* Task prompt *
Working from the listing below, pick each line containing the word "cloud" and copy it.

* Recorded information *
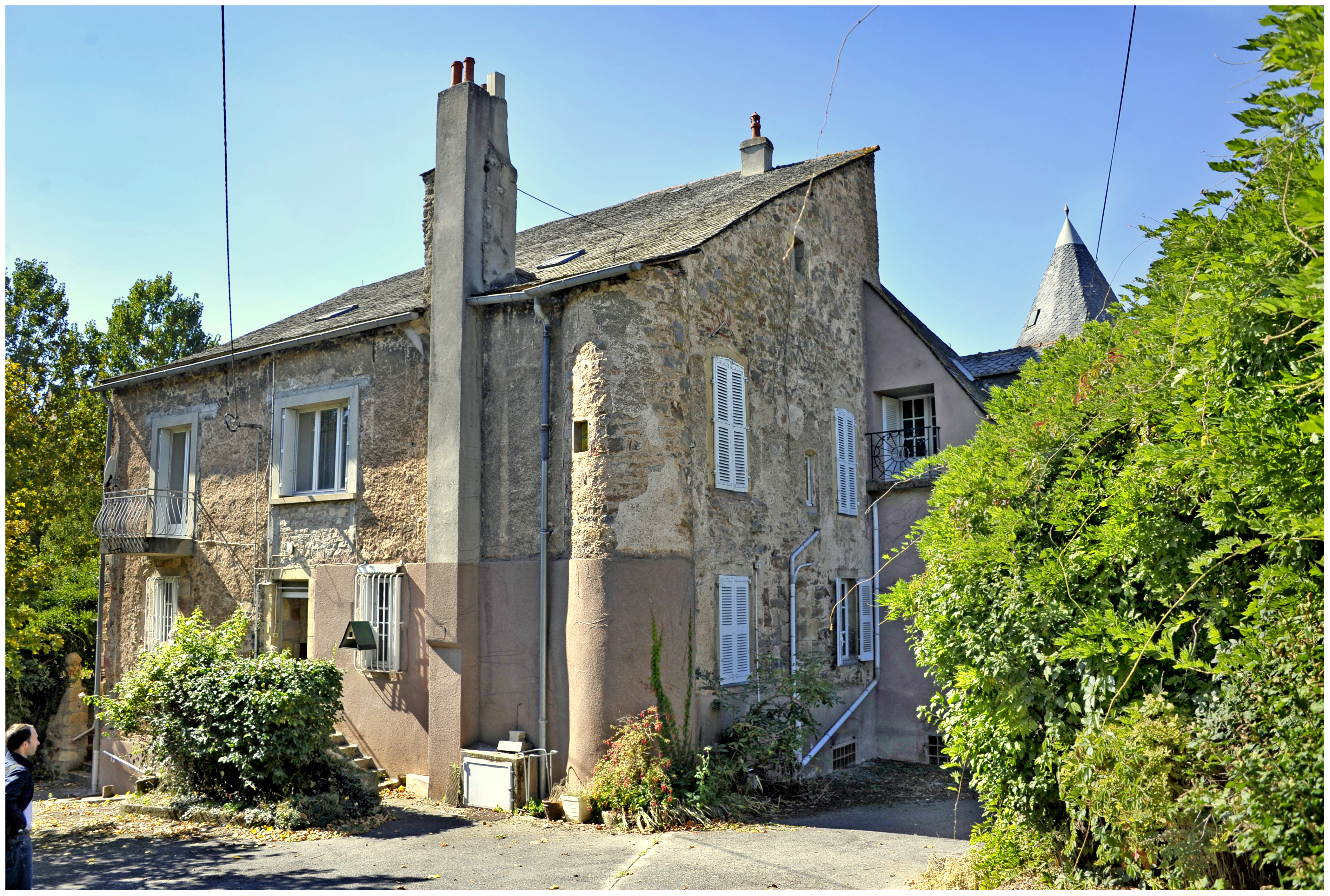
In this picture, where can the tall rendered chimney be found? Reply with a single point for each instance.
(756, 152)
(473, 237)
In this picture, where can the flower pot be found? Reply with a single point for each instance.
(578, 809)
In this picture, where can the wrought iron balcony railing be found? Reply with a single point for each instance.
(893, 451)
(128, 520)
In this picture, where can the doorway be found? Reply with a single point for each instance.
(293, 600)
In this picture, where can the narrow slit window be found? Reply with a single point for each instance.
(842, 757)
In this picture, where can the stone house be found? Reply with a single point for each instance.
(529, 458)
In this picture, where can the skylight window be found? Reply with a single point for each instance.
(337, 313)
(562, 260)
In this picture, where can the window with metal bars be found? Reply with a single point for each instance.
(163, 605)
(937, 750)
(842, 757)
(378, 601)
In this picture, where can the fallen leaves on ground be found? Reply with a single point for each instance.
(62, 823)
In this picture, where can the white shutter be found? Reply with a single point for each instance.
(378, 601)
(846, 464)
(163, 605)
(890, 414)
(868, 624)
(842, 623)
(286, 471)
(731, 425)
(735, 629)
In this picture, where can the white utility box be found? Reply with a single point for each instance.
(491, 778)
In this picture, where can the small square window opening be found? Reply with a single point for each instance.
(937, 750)
(842, 757)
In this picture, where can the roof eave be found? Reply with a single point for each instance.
(267, 349)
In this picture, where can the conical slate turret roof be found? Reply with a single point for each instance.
(1074, 290)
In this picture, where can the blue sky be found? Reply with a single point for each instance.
(989, 117)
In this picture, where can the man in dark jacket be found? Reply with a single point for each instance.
(20, 742)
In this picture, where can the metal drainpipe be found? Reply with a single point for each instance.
(544, 526)
(795, 628)
(96, 653)
(795, 575)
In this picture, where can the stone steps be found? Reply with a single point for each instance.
(353, 753)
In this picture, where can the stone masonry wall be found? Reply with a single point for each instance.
(385, 521)
(634, 358)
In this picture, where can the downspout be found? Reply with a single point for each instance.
(877, 653)
(544, 531)
(795, 576)
(96, 653)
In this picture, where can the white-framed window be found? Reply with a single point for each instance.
(378, 601)
(915, 421)
(729, 399)
(318, 443)
(846, 464)
(856, 621)
(735, 629)
(175, 458)
(162, 601)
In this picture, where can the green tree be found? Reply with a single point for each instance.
(1142, 521)
(155, 325)
(55, 439)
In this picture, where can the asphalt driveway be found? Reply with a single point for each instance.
(428, 847)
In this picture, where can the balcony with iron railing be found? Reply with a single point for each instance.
(147, 521)
(893, 451)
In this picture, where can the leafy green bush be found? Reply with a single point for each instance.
(773, 716)
(253, 730)
(1143, 526)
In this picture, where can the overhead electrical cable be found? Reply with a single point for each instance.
(1121, 97)
(227, 207)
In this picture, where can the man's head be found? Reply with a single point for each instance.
(22, 740)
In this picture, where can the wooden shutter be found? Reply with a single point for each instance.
(286, 470)
(163, 605)
(890, 414)
(729, 398)
(735, 629)
(846, 464)
(868, 624)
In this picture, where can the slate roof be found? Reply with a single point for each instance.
(941, 350)
(1074, 290)
(994, 369)
(995, 363)
(651, 228)
(666, 222)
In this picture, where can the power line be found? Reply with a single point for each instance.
(227, 205)
(570, 213)
(1121, 97)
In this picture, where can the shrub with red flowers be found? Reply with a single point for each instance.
(634, 775)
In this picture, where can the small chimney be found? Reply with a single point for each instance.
(756, 152)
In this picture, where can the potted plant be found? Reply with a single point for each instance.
(576, 806)
(554, 805)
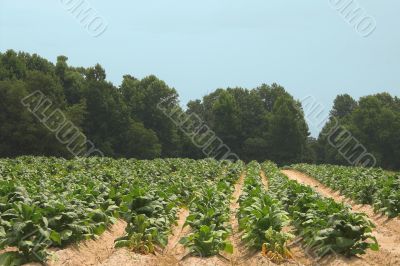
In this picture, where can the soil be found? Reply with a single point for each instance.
(387, 231)
(101, 252)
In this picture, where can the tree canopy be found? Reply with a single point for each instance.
(262, 123)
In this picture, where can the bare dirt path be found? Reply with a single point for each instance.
(238, 249)
(90, 252)
(174, 249)
(387, 231)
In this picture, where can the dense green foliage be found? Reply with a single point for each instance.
(264, 123)
(49, 202)
(262, 218)
(366, 186)
(209, 214)
(125, 121)
(373, 122)
(326, 226)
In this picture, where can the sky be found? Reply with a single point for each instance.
(308, 46)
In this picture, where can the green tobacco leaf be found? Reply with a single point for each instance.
(228, 248)
(55, 237)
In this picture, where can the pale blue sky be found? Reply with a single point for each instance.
(198, 46)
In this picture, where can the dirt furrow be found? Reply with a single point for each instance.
(387, 231)
(174, 248)
(235, 237)
(90, 252)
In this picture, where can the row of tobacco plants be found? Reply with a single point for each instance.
(325, 226)
(51, 202)
(262, 218)
(376, 187)
(209, 213)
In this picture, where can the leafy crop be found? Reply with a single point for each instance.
(262, 218)
(325, 226)
(364, 185)
(209, 214)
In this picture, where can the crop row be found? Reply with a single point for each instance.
(49, 202)
(262, 218)
(325, 226)
(364, 185)
(209, 214)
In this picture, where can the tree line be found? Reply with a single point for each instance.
(126, 120)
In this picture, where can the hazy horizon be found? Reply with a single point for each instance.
(310, 49)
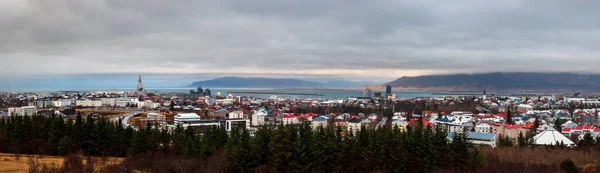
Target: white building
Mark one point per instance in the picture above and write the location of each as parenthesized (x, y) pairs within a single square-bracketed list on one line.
[(148, 104), (20, 111), (483, 128), (109, 101), (319, 121), (479, 138), (124, 101), (258, 118), (230, 124), (235, 115), (451, 127), (61, 103), (354, 126), (193, 120), (89, 103), (290, 119)]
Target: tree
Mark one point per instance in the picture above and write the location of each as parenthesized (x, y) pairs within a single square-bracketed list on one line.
[(172, 106), (588, 140), (505, 141), (522, 141), (557, 125), (569, 166)]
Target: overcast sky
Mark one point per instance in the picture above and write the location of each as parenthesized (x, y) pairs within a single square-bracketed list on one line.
[(345, 38)]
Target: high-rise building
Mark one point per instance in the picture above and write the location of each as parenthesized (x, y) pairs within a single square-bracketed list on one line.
[(199, 90), (207, 92), (140, 90), (388, 90)]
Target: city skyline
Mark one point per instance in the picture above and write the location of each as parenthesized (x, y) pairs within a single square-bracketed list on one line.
[(385, 39)]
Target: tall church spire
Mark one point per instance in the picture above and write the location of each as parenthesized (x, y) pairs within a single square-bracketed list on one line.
[(140, 90), (139, 82)]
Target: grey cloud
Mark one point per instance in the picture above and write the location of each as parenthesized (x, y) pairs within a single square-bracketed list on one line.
[(76, 37)]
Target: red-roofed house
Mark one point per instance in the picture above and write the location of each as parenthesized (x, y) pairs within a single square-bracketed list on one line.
[(566, 131), (502, 114), (414, 120), (588, 128), (577, 130), (512, 131), (290, 119)]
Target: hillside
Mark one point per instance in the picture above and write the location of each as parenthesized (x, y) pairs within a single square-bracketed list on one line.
[(241, 82), (503, 82)]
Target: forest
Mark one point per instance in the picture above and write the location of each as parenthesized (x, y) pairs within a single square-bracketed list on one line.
[(271, 149)]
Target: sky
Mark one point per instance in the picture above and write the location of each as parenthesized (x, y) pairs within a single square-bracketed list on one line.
[(349, 39)]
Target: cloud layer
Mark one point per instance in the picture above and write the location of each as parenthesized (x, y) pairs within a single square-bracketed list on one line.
[(346, 38)]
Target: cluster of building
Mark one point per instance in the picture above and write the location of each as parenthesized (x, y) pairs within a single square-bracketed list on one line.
[(199, 109)]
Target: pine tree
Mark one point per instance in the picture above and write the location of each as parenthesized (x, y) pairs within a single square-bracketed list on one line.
[(588, 140), (509, 119), (557, 125), (521, 140)]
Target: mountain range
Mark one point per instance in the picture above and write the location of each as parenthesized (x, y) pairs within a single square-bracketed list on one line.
[(502, 82), (245, 82)]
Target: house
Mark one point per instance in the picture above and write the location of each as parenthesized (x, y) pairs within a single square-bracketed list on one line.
[(290, 119), (551, 137), (511, 131), (258, 118), (483, 128), (235, 115), (452, 127), (21, 111), (320, 121), (354, 125), (479, 138)]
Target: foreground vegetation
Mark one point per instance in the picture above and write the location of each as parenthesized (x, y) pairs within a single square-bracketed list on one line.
[(278, 149), (271, 149)]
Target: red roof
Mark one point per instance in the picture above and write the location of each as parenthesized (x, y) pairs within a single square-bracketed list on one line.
[(513, 126), (414, 120), (502, 114), (289, 116)]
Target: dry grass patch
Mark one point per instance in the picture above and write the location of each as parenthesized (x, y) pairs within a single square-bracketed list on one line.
[(28, 163)]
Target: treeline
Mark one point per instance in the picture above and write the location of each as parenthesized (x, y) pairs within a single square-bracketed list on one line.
[(302, 149), (272, 149)]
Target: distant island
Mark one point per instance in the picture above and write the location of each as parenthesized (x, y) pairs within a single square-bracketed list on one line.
[(517, 81), (244, 82)]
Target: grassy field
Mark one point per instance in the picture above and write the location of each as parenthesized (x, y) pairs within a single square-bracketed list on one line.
[(22, 163)]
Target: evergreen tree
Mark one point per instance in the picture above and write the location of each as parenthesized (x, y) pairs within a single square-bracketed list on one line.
[(508, 116), (588, 140), (521, 140)]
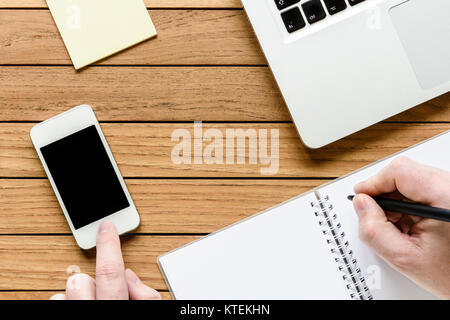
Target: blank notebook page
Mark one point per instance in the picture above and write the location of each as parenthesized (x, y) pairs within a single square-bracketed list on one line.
[(387, 283), (278, 254)]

* Output for this task *
Target: grey cloud
Target: cloud layer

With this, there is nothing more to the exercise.